Content starts

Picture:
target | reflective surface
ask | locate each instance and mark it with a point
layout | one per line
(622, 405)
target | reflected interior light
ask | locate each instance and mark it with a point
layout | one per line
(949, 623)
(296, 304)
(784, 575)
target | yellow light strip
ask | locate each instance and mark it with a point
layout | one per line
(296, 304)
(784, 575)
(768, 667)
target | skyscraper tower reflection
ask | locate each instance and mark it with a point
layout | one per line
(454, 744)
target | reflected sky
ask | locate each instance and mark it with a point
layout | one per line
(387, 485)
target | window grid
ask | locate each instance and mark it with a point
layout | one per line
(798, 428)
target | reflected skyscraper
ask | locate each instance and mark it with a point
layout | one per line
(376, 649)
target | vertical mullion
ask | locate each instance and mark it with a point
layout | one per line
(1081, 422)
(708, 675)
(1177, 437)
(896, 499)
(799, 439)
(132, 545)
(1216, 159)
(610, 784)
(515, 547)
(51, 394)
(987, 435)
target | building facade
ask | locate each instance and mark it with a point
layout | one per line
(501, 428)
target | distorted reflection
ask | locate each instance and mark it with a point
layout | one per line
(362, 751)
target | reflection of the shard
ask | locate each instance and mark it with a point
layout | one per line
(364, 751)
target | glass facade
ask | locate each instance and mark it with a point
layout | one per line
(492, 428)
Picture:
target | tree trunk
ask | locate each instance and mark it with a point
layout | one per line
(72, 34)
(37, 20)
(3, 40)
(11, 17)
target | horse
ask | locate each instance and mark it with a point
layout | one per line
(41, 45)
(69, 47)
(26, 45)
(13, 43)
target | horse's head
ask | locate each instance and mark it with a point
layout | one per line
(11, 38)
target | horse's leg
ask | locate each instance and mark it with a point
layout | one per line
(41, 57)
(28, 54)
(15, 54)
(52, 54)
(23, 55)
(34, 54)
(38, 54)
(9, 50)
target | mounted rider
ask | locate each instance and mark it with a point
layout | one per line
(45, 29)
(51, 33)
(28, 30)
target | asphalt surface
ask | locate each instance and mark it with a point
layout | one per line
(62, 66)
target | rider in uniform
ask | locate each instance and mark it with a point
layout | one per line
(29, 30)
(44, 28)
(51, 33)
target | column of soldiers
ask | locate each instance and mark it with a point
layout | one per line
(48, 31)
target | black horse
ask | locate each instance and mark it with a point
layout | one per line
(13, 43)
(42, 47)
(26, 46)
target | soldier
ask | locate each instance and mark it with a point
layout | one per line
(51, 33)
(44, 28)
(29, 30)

Content ends

◆ EXERCISE PROMPT
State, as a bare number, how many lines of the records above include "reflected".

◆ YOUR RESPONSE
3